--- SELECTED EXCERPT Enclosed Below ---

You have cancer cells, and I have cancer cells. Cancer is simply deformed cells. "Cancer", the un-normal disease, develops when those cancer cells overpower the non-cancer cells and everything starts becomming deformed. In minor cancer a false sense of optimism could indeed encourage you to kill enough cancer to get over it, but other than that, yes.
And I wasn't sure if AntiVirus knew what a placebo was. I kinda suck at knowing what things are common knowledge or not, as I would definately consider myself to know some things beyond common knowledge.
There are times that I question your intelligence, Joe. This is one of those times.
A cancerous cell is not any cell with some arbitrary mutation. As I
already stated, it's a cell with a mutation of any gene responsible for a protein that controls cellular mitosis:
Exactly as iago said: cancer isn't a virus. It's a strain of cells that have mutated in such a way that the mechanism which "aborts" duplication during mitosis if any genetic mutation is "detected"
And as wikipedia will confirm, you're wrong.
The unregulated growth that characterizes cancer is caused by damage to DNA, resulting in mutations to genes that encode for proteins controlling cell division. Many mutation events may be required to transform a normal cell into a malignant cell. These mutations can be caused by chemicals or physical agents called carcinogens, by close exposure to radioactive materials, or by certain viruses that can insert their DNA into the human genome. Mutations occur spontaneously, and may be passed down from one generation to the next as a result of mutations within germ lines.
Simply making a person believe they
can defeat cancer by the mere implantation of the idea that it's possible doesn't mean that cancerous cells will spontaneously begin to perish or cease reproducing. I said "directly" for a reason. Lance Armstrong defeated cancer because he physically strained himself while he was diagnosed (there's further medical explanation for the reason it disappeared, but I don't think anyone here is qualified to attempt to guess what it is), not because he was telling cancer to beat it.
Like I said, I would be surprised if anyone here didn't know what a placebo is.
Incidentally, this isn't an ordinary vaccine, like your hepepatitus shots (or other vaccinations we get). If you read the article, it says that they genetically engineered a strain of AIDS that can fight other AIDS viruses.
I wouldn't really even consider it a vaccine. A vaccine prevents disease while an antidote cures a disease.
Antidotes treat poisoning, not any and every form of illness. They are generally created by injecting an animal with the substance (ie, cobra venom) and extracting antibodies from the animal's blood. If you inject foreign antibodies into an immune system, it will help fight off the poison, but that doesn't mean they've become eternally immune to the toxin. The antibodies don't stay in the blood forever; they'll eventually flush out. Antidotes are immediate treatments for dire cases of poisoning.
A vaccine is a weakend, dead or inactive dose of microorganisms. It is used to stimulate the production of antibodies in a patient, which hopefully leads to immunity against the specific strain of microorganism that the vaccination targets.
You're right that the idea behind this is far from the inner works of a vaccine (which is what I think iago was saying in the first place...), but your reasoning and clarification was utter nonsense. If anything, you confused the two terms. Even then, though, you still need to remember that antidotes specifically treat poisons.
This is neither an antidote nor a vaccine. It's a treatment.

--- End of Enclosed SELECTED EXCERPT ---
--- EXTRACTED MATERIAL Enclosed Below ---

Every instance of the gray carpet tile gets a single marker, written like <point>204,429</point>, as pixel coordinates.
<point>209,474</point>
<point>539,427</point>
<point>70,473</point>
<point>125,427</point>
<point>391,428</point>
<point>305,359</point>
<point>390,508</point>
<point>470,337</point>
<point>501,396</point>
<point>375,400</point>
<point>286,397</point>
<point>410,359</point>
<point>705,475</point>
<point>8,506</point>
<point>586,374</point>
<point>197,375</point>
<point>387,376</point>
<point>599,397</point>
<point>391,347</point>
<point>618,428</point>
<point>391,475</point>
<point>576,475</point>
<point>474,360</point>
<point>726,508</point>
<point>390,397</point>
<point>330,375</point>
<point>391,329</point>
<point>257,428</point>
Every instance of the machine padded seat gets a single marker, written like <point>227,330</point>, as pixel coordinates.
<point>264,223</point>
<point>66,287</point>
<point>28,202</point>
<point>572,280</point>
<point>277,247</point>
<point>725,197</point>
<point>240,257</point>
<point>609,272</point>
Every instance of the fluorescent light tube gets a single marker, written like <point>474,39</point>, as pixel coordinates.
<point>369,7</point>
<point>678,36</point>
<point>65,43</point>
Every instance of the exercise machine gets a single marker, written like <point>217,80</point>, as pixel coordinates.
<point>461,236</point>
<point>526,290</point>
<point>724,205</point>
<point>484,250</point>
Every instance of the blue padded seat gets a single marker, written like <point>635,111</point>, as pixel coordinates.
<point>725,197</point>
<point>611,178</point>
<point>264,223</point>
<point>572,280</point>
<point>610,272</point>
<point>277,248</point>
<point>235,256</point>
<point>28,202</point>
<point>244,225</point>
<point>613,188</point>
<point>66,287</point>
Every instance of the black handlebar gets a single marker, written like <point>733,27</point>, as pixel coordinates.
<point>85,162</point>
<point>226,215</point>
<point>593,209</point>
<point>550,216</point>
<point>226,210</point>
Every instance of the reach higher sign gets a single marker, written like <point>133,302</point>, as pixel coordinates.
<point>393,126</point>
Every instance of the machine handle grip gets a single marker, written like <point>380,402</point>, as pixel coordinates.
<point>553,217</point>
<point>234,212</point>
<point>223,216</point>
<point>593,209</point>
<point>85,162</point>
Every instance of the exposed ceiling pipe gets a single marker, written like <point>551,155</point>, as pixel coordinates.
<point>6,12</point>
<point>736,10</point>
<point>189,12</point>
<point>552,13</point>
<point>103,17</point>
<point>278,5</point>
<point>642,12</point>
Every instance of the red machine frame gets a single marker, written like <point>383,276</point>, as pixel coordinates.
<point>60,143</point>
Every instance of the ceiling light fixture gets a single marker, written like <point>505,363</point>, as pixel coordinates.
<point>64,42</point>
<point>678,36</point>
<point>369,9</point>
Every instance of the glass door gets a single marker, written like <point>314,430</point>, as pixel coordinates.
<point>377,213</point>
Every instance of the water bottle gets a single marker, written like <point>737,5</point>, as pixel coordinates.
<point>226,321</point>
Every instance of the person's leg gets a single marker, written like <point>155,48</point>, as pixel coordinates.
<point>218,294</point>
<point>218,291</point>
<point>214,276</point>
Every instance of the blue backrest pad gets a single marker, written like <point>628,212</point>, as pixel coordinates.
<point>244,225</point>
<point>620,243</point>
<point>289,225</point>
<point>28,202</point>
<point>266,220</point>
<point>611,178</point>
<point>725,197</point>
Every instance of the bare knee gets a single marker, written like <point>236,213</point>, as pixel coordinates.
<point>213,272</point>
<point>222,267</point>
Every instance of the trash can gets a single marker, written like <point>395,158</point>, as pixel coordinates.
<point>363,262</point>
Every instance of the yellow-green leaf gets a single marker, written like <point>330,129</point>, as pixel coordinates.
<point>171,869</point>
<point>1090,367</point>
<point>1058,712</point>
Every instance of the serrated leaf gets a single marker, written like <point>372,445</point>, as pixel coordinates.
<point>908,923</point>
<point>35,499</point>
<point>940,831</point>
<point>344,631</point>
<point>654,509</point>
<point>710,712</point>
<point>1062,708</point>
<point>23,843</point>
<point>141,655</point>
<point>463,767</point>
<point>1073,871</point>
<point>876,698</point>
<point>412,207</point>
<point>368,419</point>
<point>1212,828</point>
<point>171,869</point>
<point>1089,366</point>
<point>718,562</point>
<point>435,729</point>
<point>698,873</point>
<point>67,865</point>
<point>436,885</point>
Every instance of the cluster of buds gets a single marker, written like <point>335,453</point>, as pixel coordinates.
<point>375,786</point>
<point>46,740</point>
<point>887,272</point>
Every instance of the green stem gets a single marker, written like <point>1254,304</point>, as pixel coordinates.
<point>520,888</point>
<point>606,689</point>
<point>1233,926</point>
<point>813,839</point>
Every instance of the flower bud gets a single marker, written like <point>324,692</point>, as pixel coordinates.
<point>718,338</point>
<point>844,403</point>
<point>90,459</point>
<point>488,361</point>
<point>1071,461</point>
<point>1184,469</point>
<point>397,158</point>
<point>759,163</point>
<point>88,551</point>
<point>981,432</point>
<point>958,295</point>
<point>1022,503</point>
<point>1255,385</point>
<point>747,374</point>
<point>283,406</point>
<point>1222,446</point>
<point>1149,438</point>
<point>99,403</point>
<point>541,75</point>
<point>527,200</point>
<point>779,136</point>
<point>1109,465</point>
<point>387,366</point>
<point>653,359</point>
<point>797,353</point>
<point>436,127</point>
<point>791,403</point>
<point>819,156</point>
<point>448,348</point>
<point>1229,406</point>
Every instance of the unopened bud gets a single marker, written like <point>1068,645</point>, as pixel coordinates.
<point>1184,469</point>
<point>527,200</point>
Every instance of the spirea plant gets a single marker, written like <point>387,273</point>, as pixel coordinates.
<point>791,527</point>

--- End of Enclosed EXTRACTED MATERIAL ---

§ WORK INSTRUCTION 1:
Rewrite the forum thread's paragraph beginning "Antidotes treat poisoning" as a short bulleted list that keeps its main facts.
§ WORK INSTRUCTION 2:
Please return the forum thread's text word for word, from "And I wasn't" to "confirm, you're wrong.".

§ TASK RESPONSE 1:
- Antidotes treat poisoning, not every form of illness.
- They are generally made by injecting an animal with the substance (e.g., cobra venom) and extracting antibodies from its blood.
- Foreign antibodies injected into an immune system help fight off the poison but do not make a person permanently immune to the toxin.
- The antibodies don't stay in the blood forever and eventually flush out.
- Antidotes are immediate treatments for dire cases of poisoning.

§ TASK RESPONSE 2:
And I wasn't sure if AntiVirus knew what a placebo was. I kinda suck at knowing what things are common knowledge or not, as I would definately consider myself to know some things beyond common knowledge.
There are times that I question your intelligence, Joe. This is one of those times.
A cancerous cell is not any cell with some arbitrary mutation. As I
already stated, it's a cell with a mutation of any gene responsible for a protein that controls cellular mitosis:
Exactly as iago said: cancer isn't a virus. It's a strain of cells that have mutated in such a way that the mechanism which "aborts" duplication during mitosis if any genetic mutation is "detected"
And as wikipedia will confirm, you're wrong.